◆ 記事本文

/---

Azure AI Foundry SDKを始めよう！- Part 3: 評価・トレース・本番運用編

Last updated at 2025-10-31Posted at 2025-10-31

はじめに

Part 1、Part 2と進めてきて、基本的なAIアプリが作れるようになりましたね！

Part 3では、いよいよ本番運用に向けた重要なテーマを扱います。「AIアプリってどうやって品質を測るの？」「本番で何か問題が起きたらどうする？」そんな疑問に答えていきます。

この記事で学ぶこと:

AIアプリの品質評価方法
トレーシング機能で動作を可視化
複数のAIサービスとの連携
本番環境へのデプロイ準備
セキュリティとベストプラクティス

AIアプリの評価 - どうやって品質を測る？

普通のプログラムなら「期待通りの出力が返ってきたらOK」ですよね。でもAIは毎回違う答えを返すので、評価が難しいんです。

評価が必要な理由

例えばこんな問題:

質問: 「東京の人口は？」

AIの応答1: 「約1400万人です」  ← 正解！
AIの応答2: 「首都である東京には多くの人が住んでいます」  ← 質問に答えてない...
AIの応答3: 「大阪は...」  ← 完全に間違い！

どうやってこれを自動でチェックする？

Azure AI Foundryの評価機能

Azure AI Foundryには、AIアプリを評価する機能が組み込まれています。

評価できること:

関連性（Relevance）: 質問に対して適切な答えか？
一貫性（Coherence）: 論理的で理解しやすいか？
流暢性（Fluency）: 自然な文章か？
根拠性（Groundedness）: 提供した情報に基づいているか？（RAGの場合）
安全性（Safety）: 有害なコンテンツを含んでいないか？

基本的な評価コード

# evaluation_basic.py
import os
from dotenv import load_dotenv
from azure.identity import DefaultAzureCredential
from azure.ai.projects import AIProjectClient
from azure.ai.projects.models import Evaluation

load_dotenv()
project = AIProjectClient(
    endpoint=os.getenv("PROJECT_ENDPOINT"),
    credential=DefaultAzureCredential()
)

# テストデータを準備
test_cases = [
    {
        "question": "東京の人口は？",
        "expected_type": "具体的な数値"
    },
    {
        "question": "Pythonとは何ですか？",
        "expected_type": "プログラミング言語の説明"
    },
    {
        "question": "地球温暖化の原因は？",
        "expected_type": "科学的な説明"
    }
]

# それぞれの質問をAIに投げて、応答を取得
results = []
for test in test_cases:
    response = project.inference.get_chat_completions(
        model=os.getenv("MODEL_DEPLOYMENT_NAME"),
        messages=[{"role": "user", "content": test["question"]}]
    )
    
    answer = response.choices[0].message.content
    
    results.append({
        "question": test["question"],
        "answer": answer,
        "expected_type": test["expected_type"]
    })
    
    print(f"\n質問: {test['question']}")
    print(f"回答: {answer}")
    print(f"期待: {test['expected_type']}")

評価指標の実装

もう少し高度な評価を実装してみましょう。

# advanced_evaluation.py
import os
from dotenv import load_dotenv
from azure.identity import DefaultAzureCredential
from azure.ai.projects import AIProjectClient

load_dotenv()
project = AIProjectClient(
    endpoint=os.getenv("PROJECT_ENDPOINT"),
    credential=DefaultAzureCredential()
)

\---

◆ 保存データ
/---

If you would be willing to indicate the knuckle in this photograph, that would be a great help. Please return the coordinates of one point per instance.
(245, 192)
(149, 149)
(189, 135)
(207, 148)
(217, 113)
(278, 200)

\---

◆ 理解度チェック
**1)** Azure AI Foundry SDKの記事から、「質問: 「東京の人口は？」」から「Azure AI Foundryには、AIアプリを評価する機能が組み込まれています。」までの部分を一字一句変えずに書き写せ。
**2)** Azure AI Foundry SDKの記事について、次の問いに答えよ。
(a) 「この記事で学ぶこと」として挙げられている項目はいくつあるか。
(b) 評価できることのうち「根拠性（Groundedness）」では何を確かめるとされているか。
(c) テストデータで、質問「Pythonとは何ですか？」の "expected_type" には何が指定されているか。

◆ 練習問題の解答
**1)**
質問: 「東京の人口は？」

AIの応答1: 「約1400万人です」  ← 正解！
AIの応答2: 「首都である東京には多くの人が住んでいます」  ← 質問に答えてない...
AIの応答3: 「大阪は...」  ← 完全に間違い！

どうやってこれを自動でチェックする？

Azure AI Foundryの評価機能

Azure AI Foundryには、AIアプリを評価する機能が組み込まれています。

**2)**
(a) 5つ
(b) 提供した情報に基づいているか（RAGの場合）
(c) プログラミング言語の説明